Like many other Astros superstar second baseman Jose Altuve got some 'splaining to do. At this point words don't seem to matter, this whole mess figures to drag on all season long.
Like many other Astros superstar second baseman Jose Altuve got some 'splaining to do. At this point words don't seem to matter, this whole mess figures to drag on all season long.

As I have previously said in this space, at my core I am a baseball guy.

I love Husker football as much as the next guy, probably more than the next guy though maybe not quite as much as the guy next to him, but major league baseball was the sport I discovered first. Who could forget when my mom, the late, great Margaret Jensen, let me stay home two days in a row to watch the final games of the 1965 World Series, won by my new favorite team the Los Angeles Dodgers.

My late great father, Bud Jensen, never forgot because neither of us ever told him. Call it our little secret.

“My Dodgers” and the game of major league baseball are back in the news these days, and not for a particularly good reason. They were the team beaten by the cheatin’ Houston Astros in the 2017 World Series and members of the team have been very vocal in the past few days.

If you are a fan of major league baseball then you certainly have a baseline knowledge of the Astros pitch stealing scandal. If you are not, then I’ll be you have at least passing knowledge there is a scandal involving the Astros because it is all over the news, not just the sports news. (To read it in the papers you’d think they kidnapped the Lindbergh baby again.)
☆ ☆ ☆ ☆
Stated task 1:
According to the column, which team won the 1965 World Series?
Stated task 2:
Return the part of the column that begins at the words "My late great" and stops after the words "past few days.".
The lines placed after the column are not needed for any task.

Dataset content:
☆ ☆ ☆ ☆
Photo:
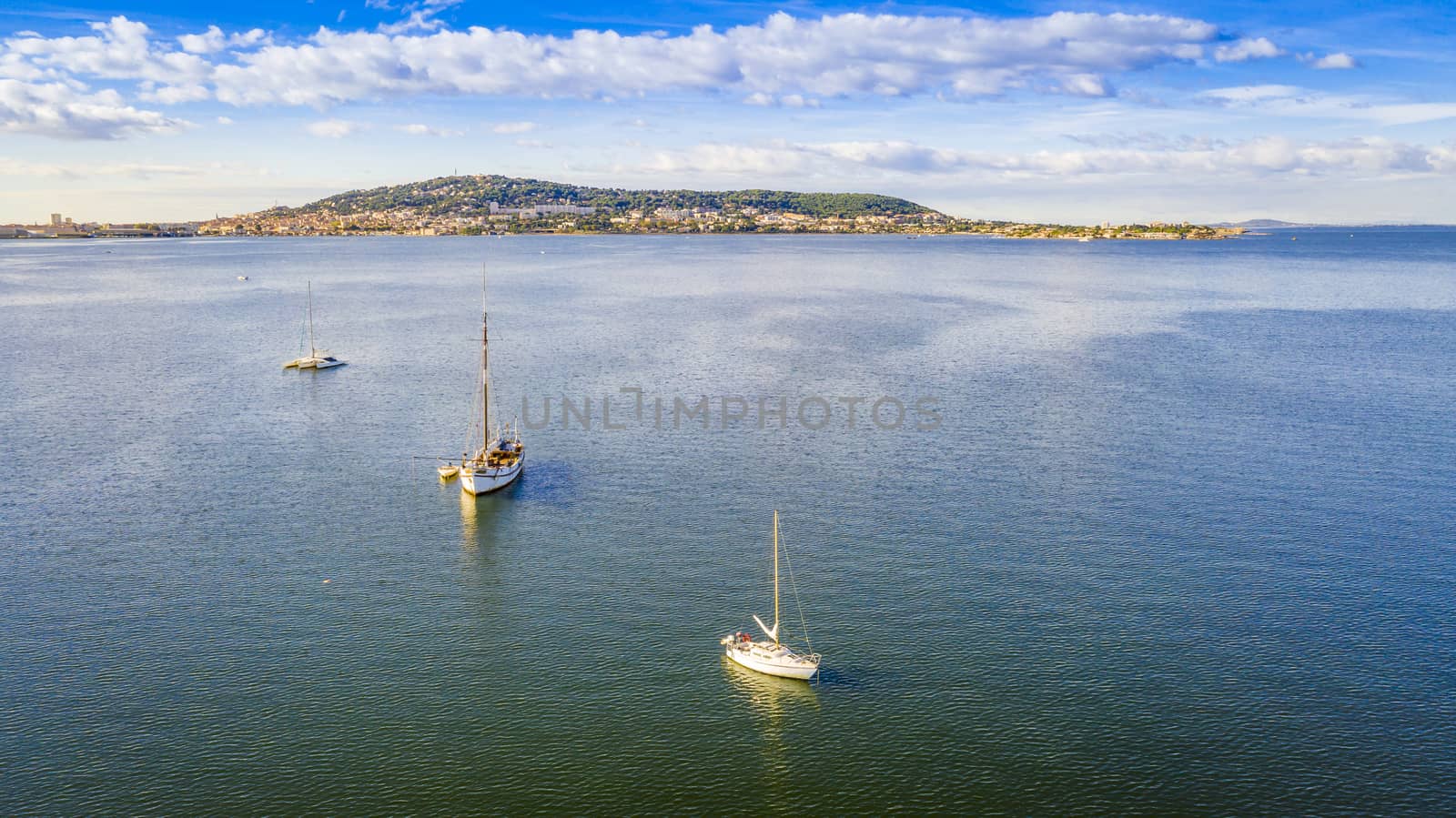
☆ ☆ ☆ ☆
Complete output 1:
The Los Angeles Dodgers.

Complete output 2:
My late great father, Bud Jensen, never forgot because neither of us ever told him. Call it our little secret.

“My Dodgers” and the game of major league baseball are back in the news these days, and not for a particularly good reason. They were the team beaten by the cheatin’ Houston Astros in the 2017 World Series and members of the team have been very vocal in the past few days.